■ WORK INSTRUCTIONS
Copy every line of the data below verbatim, leaving out the pictures.

■ SUPPLIED DATA

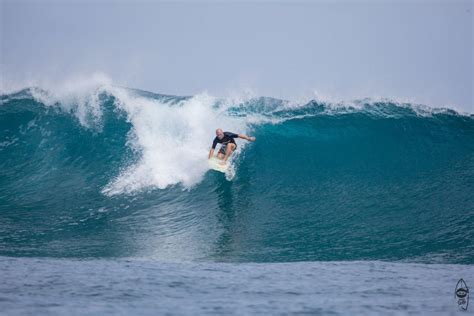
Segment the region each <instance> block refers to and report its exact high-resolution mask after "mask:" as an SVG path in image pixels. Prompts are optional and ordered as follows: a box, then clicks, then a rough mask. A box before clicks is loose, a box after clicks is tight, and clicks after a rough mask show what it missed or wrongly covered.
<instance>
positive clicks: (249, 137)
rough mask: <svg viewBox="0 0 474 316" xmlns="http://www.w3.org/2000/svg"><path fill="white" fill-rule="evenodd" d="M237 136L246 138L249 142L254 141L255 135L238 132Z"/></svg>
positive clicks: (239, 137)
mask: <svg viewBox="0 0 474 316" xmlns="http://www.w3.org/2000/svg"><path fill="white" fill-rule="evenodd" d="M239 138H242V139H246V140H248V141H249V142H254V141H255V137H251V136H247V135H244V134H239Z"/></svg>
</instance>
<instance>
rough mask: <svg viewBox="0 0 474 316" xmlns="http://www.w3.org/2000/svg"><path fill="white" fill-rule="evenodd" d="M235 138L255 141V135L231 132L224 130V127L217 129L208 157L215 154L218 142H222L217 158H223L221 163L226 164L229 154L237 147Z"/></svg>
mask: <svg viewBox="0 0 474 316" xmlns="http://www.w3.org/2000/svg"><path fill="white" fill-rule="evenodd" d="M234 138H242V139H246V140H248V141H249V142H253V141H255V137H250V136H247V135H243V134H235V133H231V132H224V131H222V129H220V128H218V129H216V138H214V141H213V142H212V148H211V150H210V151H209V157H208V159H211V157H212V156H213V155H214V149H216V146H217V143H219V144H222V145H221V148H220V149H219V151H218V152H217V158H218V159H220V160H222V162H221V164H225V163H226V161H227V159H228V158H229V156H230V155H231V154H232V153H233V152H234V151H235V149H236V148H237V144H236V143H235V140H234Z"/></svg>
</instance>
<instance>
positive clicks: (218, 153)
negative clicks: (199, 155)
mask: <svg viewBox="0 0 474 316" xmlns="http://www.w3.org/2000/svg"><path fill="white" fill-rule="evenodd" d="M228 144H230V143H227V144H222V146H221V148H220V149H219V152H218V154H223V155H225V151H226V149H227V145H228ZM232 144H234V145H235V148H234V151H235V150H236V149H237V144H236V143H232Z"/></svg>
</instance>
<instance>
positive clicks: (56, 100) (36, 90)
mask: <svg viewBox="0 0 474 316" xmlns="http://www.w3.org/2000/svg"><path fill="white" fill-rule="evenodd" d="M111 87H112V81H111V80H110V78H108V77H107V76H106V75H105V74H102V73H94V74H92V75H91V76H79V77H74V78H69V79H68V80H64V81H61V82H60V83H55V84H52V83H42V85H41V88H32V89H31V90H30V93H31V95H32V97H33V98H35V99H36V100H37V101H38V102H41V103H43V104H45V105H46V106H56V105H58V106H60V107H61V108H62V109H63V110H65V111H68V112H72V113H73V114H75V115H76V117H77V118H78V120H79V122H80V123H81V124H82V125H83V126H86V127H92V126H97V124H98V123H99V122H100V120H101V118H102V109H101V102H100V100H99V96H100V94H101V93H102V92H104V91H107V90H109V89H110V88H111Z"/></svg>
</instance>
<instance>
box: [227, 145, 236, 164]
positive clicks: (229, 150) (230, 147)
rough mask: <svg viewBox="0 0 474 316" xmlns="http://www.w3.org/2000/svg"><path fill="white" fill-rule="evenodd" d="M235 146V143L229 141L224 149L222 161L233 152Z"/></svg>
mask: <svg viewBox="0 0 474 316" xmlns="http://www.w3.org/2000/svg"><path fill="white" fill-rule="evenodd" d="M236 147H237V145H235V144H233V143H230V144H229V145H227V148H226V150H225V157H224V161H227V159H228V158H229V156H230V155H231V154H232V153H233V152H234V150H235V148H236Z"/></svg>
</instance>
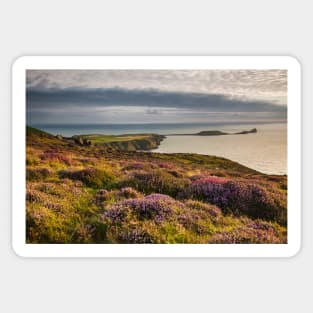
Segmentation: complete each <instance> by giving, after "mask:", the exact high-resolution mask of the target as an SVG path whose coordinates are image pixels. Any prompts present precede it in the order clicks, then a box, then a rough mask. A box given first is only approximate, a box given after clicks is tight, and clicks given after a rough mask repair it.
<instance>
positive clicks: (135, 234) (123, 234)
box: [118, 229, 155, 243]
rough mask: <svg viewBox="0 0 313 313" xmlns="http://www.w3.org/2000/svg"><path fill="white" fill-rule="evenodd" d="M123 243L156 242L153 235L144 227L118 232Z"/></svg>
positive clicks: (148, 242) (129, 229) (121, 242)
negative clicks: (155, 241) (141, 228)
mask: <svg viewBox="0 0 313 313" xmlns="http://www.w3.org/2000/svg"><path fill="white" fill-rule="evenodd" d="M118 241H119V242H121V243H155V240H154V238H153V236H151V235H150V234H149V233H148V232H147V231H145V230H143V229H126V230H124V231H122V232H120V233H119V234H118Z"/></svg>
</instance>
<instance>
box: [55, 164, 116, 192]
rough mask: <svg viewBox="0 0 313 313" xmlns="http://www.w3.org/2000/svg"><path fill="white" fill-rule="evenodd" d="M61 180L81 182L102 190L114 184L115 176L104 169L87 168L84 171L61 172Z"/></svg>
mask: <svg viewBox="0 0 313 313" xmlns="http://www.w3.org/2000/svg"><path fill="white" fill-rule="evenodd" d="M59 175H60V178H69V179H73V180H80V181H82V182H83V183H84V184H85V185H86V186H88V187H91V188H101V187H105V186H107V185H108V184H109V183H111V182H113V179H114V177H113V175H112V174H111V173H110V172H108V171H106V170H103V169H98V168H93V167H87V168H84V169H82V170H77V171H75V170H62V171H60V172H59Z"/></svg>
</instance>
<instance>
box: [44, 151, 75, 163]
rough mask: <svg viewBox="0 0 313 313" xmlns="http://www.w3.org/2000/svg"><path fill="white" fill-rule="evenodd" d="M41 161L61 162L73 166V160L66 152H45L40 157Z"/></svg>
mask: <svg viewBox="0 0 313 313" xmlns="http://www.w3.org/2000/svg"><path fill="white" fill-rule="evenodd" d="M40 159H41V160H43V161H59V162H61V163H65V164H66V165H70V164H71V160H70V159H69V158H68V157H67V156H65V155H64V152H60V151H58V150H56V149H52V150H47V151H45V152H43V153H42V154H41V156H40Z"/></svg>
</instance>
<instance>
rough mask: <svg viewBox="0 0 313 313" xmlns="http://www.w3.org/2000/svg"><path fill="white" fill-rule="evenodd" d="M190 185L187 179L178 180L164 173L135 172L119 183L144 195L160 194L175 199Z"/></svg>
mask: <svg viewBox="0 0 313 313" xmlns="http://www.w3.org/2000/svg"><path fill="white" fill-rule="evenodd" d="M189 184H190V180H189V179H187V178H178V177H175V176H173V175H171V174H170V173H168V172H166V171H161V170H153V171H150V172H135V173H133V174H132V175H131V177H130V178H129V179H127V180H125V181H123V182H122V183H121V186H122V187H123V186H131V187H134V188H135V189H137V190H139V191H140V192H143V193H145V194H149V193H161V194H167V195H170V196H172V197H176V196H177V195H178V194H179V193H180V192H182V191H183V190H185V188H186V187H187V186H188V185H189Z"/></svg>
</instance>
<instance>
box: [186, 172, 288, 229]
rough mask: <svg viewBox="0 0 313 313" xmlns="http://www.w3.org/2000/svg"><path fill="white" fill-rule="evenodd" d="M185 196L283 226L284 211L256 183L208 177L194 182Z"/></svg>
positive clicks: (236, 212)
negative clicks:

■ TASK OUTPUT
Segment the region each <instance> block refers to and report its exact high-resolution mask after "mask:" as an SVG path in image pixels. Prompts are optional and ordered as follows: a box, then clicks, then a rough mask. A box before clicks is loose, a box after clicks is tight, and clicks after a rough mask show what it missed or wrongly covered.
<instance>
positive clicks: (249, 137)
rough mask: <svg viewBox="0 0 474 316" xmlns="http://www.w3.org/2000/svg"><path fill="white" fill-rule="evenodd" d="M237 136L246 138L249 142L254 141L255 135L238 132Z"/></svg>
positive clicks: (239, 137)
mask: <svg viewBox="0 0 474 316" xmlns="http://www.w3.org/2000/svg"><path fill="white" fill-rule="evenodd" d="M239 138H242V139H246V140H248V141H249V142H254V141H255V137H251V136H247V135H244V134H239Z"/></svg>
</instance>
<instance>
rough mask: <svg viewBox="0 0 474 316" xmlns="http://www.w3.org/2000/svg"><path fill="white" fill-rule="evenodd" d="M235 138L255 141V135L231 132L224 130V127L217 129L208 157L215 154L218 142H222L217 158H223L221 163L226 164L229 154L237 147Z"/></svg>
mask: <svg viewBox="0 0 474 316" xmlns="http://www.w3.org/2000/svg"><path fill="white" fill-rule="evenodd" d="M234 138H242V139H246V140H248V141H249V142H253V141H255V137H250V136H247V135H243V134H235V133H231V132H224V131H222V129H220V128H218V129H216V138H214V141H213V142H212V148H211V150H210V151H209V157H208V159H211V157H212V156H213V155H214V149H216V146H217V143H219V144H222V145H221V148H220V149H219V151H218V152H217V158H218V159H220V160H222V162H221V164H225V163H226V161H227V159H228V158H229V156H230V155H231V154H232V153H233V152H234V151H235V149H236V148H237V144H236V143H235V140H234Z"/></svg>
</instance>
<instance>
positive clicks: (218, 153)
negative clicks: (199, 155)
mask: <svg viewBox="0 0 474 316" xmlns="http://www.w3.org/2000/svg"><path fill="white" fill-rule="evenodd" d="M228 144H230V143H227V144H222V146H221V148H220V149H219V152H218V154H223V155H225V151H226V149H227V145H228ZM232 144H234V145H235V148H234V151H235V150H236V149H237V144H236V143H232Z"/></svg>
</instance>
<instance>
positive clicks: (56, 100) (36, 90)
mask: <svg viewBox="0 0 474 316" xmlns="http://www.w3.org/2000/svg"><path fill="white" fill-rule="evenodd" d="M111 87H112V81H111V80H110V78H108V77H107V76H106V75H105V74H102V73H94V74H92V75H91V76H79V77H74V78H69V79H68V80H64V81H61V82H60V83H55V84H52V83H42V85H41V88H32V89H31V90H30V93H31V95H32V97H33V98H35V99H36V100H37V101H38V102H41V103H43V104H45V105H46V106H56V105H58V106H60V107H61V108H62V109H63V110H65V111H68V112H72V113H73V114H75V115H76V117H77V118H78V120H79V122H80V123H81V124H82V125H83V126H86V127H92V126H97V124H98V123H99V122H100V120H101V118H102V109H101V102H100V100H99V96H100V94H101V93H102V92H104V91H107V90H109V89H110V88H111Z"/></svg>
</instance>
<instance>
box: [227, 145, 236, 164]
positive clicks: (229, 150) (230, 147)
rough mask: <svg viewBox="0 0 474 316" xmlns="http://www.w3.org/2000/svg"><path fill="white" fill-rule="evenodd" d="M235 146V143L229 141L224 149L222 161L233 152Z"/></svg>
mask: <svg viewBox="0 0 474 316" xmlns="http://www.w3.org/2000/svg"><path fill="white" fill-rule="evenodd" d="M236 147H237V145H235V144H233V143H230V144H229V145H227V148H226V150H225V157H224V161H227V159H228V158H229V156H230V155H231V154H232V153H233V152H234V150H235V148H236Z"/></svg>
</instance>
Segmentation: complete each <instance> by giving, after "mask:", the exact high-resolution mask of the target as an SVG path whose coordinates are image pixels. Any prompts present precede it in the order clicks, then a box, then a rough mask. A box given first is only approximate, a box given after clicks is tight, and clicks given after a rough mask repair it.
<instance>
positive clicks: (135, 234) (123, 234)
box: [118, 229, 155, 243]
rough mask: <svg viewBox="0 0 313 313" xmlns="http://www.w3.org/2000/svg"><path fill="white" fill-rule="evenodd" d="M123 243L156 242L153 235L144 227L118 232Z"/></svg>
positive clicks: (148, 242) (129, 229) (121, 242)
negative clicks: (155, 241) (141, 228)
mask: <svg viewBox="0 0 313 313" xmlns="http://www.w3.org/2000/svg"><path fill="white" fill-rule="evenodd" d="M118 241H119V242H121V243H155V240H154V238H153V236H151V235H150V234H149V233H148V232H147V231H145V230H143V229H126V230H124V231H122V232H120V233H119V234H118Z"/></svg>
</instance>
<instance>
box: [55, 164, 116, 192]
rough mask: <svg viewBox="0 0 313 313" xmlns="http://www.w3.org/2000/svg"><path fill="white" fill-rule="evenodd" d="M61 180L81 182L102 190L114 184L115 176L104 169L87 168L84 171L61 172Z"/></svg>
mask: <svg viewBox="0 0 313 313" xmlns="http://www.w3.org/2000/svg"><path fill="white" fill-rule="evenodd" d="M59 175H60V178H69V179H73V180H80V181H82V182H83V183H84V184H85V185H86V186H88V187H91V188H101V187H105V186H107V185H108V184H109V183H111V182H113V179H114V177H113V175H112V174H111V173H110V172H108V171H106V170H103V169H98V168H93V167H87V168H84V169H82V170H77V171H75V170H62V171H60V172H59Z"/></svg>
</instance>
<instance>
box: [44, 151, 75, 163]
rough mask: <svg viewBox="0 0 313 313" xmlns="http://www.w3.org/2000/svg"><path fill="white" fill-rule="evenodd" d="M41 161L61 162L73 166V160L66 152H45L40 157Z"/></svg>
mask: <svg viewBox="0 0 313 313" xmlns="http://www.w3.org/2000/svg"><path fill="white" fill-rule="evenodd" d="M40 159H41V160H43V161H59V162H61V163H65V164H66V165H70V164H71V160H70V159H69V158H68V157H67V156H65V155H64V152H60V151H58V150H56V149H52V150H47V151H45V152H43V153H42V154H41V156H40Z"/></svg>
</instance>
<instance>
rough mask: <svg viewBox="0 0 313 313" xmlns="http://www.w3.org/2000/svg"><path fill="white" fill-rule="evenodd" d="M190 185L187 179L178 180L164 173L135 172L119 183L144 195L160 194L175 199Z"/></svg>
mask: <svg viewBox="0 0 313 313" xmlns="http://www.w3.org/2000/svg"><path fill="white" fill-rule="evenodd" d="M189 184H190V180H189V179H187V178H178V177H175V176H173V175H171V174H170V173H168V172H166V171H161V170H153V171H150V172H135V173H133V174H132V175H131V177H130V178H129V179H127V180H125V181H123V182H122V183H121V186H122V187H123V186H131V187H134V188H135V189H137V190H139V191H140V192H143V193H145V194H149V193H161V194H167V195H170V196H172V197H176V196H177V195H178V194H179V193H180V192H182V191H183V190H185V188H186V187H187V186H188V185H189Z"/></svg>
</instance>
<instance>
box: [186, 172, 288, 229]
rough mask: <svg viewBox="0 0 313 313" xmlns="http://www.w3.org/2000/svg"><path fill="white" fill-rule="evenodd" d="M185 196L283 226L284 211L256 183L208 177L194 182Z"/></svg>
positive clicks: (236, 212)
negative clicks:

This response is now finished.